TASK REQUIREMENTS: Copy the sermon passage about God being light word for word, from its first line to its last.

----- DOCUMENT TEXT -----

Think about that for a moment. God is light and there is no darkness, not even the smallest shifting shadow of darkness in Him. Ps. 104:2 says that God has wrapped Himself in light as a garment and Paul writes in 1 Tim 6:16 that God dwells in unapproachable light. Light describes God’s character in two ways. First, God is Truth – God is always true, God cannot lie, there is no darkness of deception in Him. Second, God is morally pure – there is no darkness of immorality or evil in Him. We should thank God every day that He is good and true and pure. If there were even just the smallest bit of evil in God’s character then all of creation would be hell. There would be no place to escape an all powerful, all knowing, omnipresent God who had evil in His character. But this is John’s message: God is light and there’s no darkness in Him.

The question John is dealing with is what do we do with those who claim to be close to God but are walking (living) in darkness? John is very clear in verse 6: If we say we have fellowship with him while we walk in darkness, we lie and do not practice the truth.  God is light and He lives in light, so if we’re living in darkness we’re not living in God’s zip code. It’s that simple. But what does walking in darkness mean?

Darkness here has the same double meaning that light has: the darkness of deception (anti-truth) and the darkness of immorality. I mentioned last week that when John wrote this there was a false teaching called Gnosticism infiltrating the church and there was a lot about this teaching that was very attractive:

  • It advertised itself as Christianity 2.0 - like the original Christian teaching only it contained a deeper, mystical knowledge that led to a higher plane of spirituality. Who wouldn’t want to be part of the elite group of mystics who are more spiritual than everyone else? This appealed to our spiritual pride.

----- EXTRACTED DATA -----

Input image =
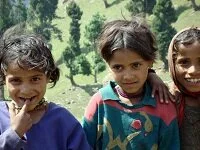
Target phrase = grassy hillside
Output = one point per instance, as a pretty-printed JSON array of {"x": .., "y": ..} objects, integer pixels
[{"x": 75, "y": 99}]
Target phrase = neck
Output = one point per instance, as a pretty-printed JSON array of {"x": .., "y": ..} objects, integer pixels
[
  {"x": 192, "y": 101},
  {"x": 128, "y": 95}
]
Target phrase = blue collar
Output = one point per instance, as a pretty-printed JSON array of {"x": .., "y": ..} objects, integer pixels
[{"x": 108, "y": 93}]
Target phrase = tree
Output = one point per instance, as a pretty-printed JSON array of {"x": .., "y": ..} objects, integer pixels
[
  {"x": 5, "y": 21},
  {"x": 140, "y": 6},
  {"x": 164, "y": 15},
  {"x": 74, "y": 60},
  {"x": 105, "y": 3},
  {"x": 40, "y": 16},
  {"x": 19, "y": 12},
  {"x": 92, "y": 31},
  {"x": 194, "y": 5}
]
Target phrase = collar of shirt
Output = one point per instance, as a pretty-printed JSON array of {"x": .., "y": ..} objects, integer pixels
[{"x": 108, "y": 93}]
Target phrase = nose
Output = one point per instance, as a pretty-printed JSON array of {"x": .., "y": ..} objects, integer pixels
[
  {"x": 25, "y": 89},
  {"x": 128, "y": 74},
  {"x": 194, "y": 69}
]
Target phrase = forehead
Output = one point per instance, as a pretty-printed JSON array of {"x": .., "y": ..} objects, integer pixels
[
  {"x": 15, "y": 70},
  {"x": 125, "y": 56},
  {"x": 190, "y": 50}
]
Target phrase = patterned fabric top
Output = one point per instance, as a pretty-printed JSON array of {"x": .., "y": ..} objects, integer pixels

-----

COMPLETE RESPONSE:
Think about that for a moment. God is light and there is no darkness, not even the smallest shifting shadow of darkness in Him. Ps. 104:2 says that God has wrapped Himself in light as a garment and Paul writes in 1 Tim 6:16 that God dwells in unapproachable light. Light describes God’s character in two ways. First, God is Truth – God is always true, God cannot lie, there is no darkness of deception in Him. Second, God is morally pure – there is no darkness of immorality or evil in Him. We should thank God every day that He is good and true and pure. If there were even just the smallest bit of evil in God’s character then all of creation would be hell. There would be no place to escape an all powerful, all knowing, omnipresent God who had evil in His character. But this is John’s message: God is light and there’s no darkness in Him.

The question John is dealing with is what do we do with those who claim to be close to God but are walking (living) in darkness? John is very clear in verse 6: If we say we have fellowship with him while we walk in darkness, we lie and do not practice the truth.  God is light and He lives in light, so if we’re living in darkness we’re not living in God’s zip code. It’s that simple. But what does walking in darkness mean?

Darkness here has the same double meaning that light has: the darkness of deception (anti-truth) and the darkness of immorality. I mentioned last week that when John wrote this there was a false teaching called Gnosticism infiltrating the church and there was a lot about this teaching that was very attractive:

  • It advertised itself as Christianity 2.0 - like the original Christian teaching only it contained a deeper, mystical knowledge that led to a higher plane of spirituality. Who wouldn’t want to be part of the elite group of mystics who are more spiritual than everyone else? This appealed to our spiritual pride.